PROBLEM DESCRIPTION - Count the lines of the material below that contain the string "target", matching case exactly. Reply with the number only.

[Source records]
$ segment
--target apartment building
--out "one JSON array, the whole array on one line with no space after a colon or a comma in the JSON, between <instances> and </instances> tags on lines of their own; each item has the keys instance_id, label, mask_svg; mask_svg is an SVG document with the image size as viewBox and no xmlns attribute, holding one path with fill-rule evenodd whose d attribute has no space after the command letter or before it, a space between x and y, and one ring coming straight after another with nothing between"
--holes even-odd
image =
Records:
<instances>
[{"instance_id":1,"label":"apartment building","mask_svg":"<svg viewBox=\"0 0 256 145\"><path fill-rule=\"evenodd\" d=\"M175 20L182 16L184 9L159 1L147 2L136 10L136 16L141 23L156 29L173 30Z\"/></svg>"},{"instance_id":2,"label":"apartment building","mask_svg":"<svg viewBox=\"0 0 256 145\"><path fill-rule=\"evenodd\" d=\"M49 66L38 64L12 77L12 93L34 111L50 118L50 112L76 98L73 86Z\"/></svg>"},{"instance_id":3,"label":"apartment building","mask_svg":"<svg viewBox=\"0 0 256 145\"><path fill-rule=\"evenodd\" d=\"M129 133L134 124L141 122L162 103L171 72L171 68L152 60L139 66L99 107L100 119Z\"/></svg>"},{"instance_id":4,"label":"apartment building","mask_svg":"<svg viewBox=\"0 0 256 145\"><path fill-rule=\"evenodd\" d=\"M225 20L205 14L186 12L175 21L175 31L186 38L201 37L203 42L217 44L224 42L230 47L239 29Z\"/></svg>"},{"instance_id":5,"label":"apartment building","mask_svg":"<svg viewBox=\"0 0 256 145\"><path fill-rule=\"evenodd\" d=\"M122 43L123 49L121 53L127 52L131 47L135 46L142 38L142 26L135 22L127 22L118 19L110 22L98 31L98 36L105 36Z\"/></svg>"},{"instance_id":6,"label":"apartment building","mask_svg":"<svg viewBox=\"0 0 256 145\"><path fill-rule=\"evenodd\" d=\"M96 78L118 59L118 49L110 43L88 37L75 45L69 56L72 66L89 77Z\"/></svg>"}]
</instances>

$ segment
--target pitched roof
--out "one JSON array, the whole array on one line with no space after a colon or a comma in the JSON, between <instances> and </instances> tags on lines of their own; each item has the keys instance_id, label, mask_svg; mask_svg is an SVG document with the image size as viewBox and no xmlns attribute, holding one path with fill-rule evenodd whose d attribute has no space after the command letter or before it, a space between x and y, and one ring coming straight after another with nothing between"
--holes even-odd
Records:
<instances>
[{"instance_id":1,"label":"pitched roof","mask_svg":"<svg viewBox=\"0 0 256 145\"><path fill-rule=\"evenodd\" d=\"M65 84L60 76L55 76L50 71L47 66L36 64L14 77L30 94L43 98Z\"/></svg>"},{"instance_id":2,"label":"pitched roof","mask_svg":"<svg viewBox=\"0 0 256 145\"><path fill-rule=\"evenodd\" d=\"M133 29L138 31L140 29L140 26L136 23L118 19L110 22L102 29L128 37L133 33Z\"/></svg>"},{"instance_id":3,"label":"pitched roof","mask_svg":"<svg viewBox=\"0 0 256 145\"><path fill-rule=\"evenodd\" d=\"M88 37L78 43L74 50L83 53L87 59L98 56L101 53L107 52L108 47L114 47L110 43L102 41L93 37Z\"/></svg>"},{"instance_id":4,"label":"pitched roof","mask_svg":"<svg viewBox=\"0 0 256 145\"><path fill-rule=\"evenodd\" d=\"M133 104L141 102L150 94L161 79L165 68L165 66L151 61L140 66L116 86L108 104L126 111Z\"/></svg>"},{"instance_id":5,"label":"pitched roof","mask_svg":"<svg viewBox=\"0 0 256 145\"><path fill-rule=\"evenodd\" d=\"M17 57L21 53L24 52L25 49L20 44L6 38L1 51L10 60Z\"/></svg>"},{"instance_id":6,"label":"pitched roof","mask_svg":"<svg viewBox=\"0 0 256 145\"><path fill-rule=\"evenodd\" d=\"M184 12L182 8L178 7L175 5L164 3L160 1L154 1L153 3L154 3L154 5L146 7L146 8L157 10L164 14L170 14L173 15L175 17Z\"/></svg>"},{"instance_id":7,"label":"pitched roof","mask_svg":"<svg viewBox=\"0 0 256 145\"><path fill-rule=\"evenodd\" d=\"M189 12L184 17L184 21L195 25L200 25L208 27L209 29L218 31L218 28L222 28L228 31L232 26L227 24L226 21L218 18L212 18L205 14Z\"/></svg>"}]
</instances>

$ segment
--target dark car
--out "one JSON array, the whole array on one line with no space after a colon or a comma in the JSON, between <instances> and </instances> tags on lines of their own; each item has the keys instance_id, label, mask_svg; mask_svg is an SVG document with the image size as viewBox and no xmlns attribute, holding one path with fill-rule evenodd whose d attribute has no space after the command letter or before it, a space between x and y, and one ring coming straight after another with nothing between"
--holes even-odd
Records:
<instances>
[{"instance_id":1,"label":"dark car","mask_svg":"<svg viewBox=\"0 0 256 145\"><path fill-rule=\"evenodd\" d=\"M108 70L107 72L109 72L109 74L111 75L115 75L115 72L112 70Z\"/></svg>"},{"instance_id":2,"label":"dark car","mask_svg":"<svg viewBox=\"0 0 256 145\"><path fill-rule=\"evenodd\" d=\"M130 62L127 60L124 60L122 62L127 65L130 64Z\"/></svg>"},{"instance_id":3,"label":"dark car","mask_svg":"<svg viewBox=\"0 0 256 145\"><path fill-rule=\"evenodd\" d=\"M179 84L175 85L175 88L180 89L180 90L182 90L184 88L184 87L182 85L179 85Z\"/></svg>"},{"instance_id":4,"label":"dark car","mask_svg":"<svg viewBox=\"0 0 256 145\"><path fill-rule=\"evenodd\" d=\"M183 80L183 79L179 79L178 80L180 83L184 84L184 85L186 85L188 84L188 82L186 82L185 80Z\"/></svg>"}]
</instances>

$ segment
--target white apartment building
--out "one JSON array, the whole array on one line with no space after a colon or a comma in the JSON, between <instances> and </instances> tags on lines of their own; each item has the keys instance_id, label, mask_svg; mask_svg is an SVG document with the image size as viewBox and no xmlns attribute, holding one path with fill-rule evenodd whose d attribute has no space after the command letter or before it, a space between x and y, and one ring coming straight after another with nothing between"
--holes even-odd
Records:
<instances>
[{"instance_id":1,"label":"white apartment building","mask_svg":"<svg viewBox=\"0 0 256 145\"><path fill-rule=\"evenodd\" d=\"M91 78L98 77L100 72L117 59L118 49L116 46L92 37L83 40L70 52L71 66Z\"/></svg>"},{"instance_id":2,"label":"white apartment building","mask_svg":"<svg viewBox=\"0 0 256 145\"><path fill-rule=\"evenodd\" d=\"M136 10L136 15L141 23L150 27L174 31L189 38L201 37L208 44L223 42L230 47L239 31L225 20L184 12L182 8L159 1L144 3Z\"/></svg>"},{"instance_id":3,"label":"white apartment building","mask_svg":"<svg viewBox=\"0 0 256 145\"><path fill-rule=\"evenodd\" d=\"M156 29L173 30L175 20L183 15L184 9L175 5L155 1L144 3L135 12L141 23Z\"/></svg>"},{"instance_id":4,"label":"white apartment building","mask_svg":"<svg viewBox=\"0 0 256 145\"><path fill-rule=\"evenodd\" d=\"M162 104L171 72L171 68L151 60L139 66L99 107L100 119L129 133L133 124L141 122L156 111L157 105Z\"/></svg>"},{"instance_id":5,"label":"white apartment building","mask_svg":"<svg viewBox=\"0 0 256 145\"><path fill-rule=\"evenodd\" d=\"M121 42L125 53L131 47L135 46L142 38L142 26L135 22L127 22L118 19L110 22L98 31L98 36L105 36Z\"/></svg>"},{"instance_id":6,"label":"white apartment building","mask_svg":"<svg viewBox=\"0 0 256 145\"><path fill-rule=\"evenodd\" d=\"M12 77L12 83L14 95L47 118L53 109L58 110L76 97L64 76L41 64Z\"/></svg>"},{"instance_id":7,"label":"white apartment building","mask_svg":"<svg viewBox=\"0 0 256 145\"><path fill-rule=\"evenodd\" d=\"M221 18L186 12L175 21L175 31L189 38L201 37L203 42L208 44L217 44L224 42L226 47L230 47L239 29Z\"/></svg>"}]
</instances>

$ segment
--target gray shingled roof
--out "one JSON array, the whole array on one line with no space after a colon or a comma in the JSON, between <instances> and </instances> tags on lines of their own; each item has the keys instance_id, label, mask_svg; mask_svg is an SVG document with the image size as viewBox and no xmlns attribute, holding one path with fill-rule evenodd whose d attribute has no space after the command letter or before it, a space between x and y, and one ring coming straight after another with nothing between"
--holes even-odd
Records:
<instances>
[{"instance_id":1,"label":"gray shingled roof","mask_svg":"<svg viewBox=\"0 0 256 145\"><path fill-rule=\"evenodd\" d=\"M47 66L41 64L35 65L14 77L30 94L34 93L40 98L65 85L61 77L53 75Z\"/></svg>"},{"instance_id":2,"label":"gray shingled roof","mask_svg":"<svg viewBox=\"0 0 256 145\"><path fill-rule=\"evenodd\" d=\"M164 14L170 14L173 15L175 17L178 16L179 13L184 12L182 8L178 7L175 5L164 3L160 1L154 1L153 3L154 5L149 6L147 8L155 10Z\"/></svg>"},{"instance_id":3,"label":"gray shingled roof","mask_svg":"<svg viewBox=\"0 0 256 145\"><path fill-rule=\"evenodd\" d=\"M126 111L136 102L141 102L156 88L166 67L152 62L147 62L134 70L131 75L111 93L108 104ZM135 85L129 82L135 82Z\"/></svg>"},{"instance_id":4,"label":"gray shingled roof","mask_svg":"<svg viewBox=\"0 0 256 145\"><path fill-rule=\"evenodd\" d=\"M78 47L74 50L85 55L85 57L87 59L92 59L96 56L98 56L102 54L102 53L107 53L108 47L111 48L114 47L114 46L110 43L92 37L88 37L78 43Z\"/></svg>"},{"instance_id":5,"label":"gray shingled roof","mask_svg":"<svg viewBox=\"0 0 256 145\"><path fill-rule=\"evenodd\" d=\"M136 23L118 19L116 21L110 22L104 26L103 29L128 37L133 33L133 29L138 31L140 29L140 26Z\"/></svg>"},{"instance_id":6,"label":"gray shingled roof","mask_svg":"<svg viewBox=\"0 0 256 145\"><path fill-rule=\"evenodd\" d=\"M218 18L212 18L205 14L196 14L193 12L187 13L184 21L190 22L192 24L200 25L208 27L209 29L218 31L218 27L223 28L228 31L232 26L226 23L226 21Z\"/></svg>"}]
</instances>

TASK OUTPUT - 5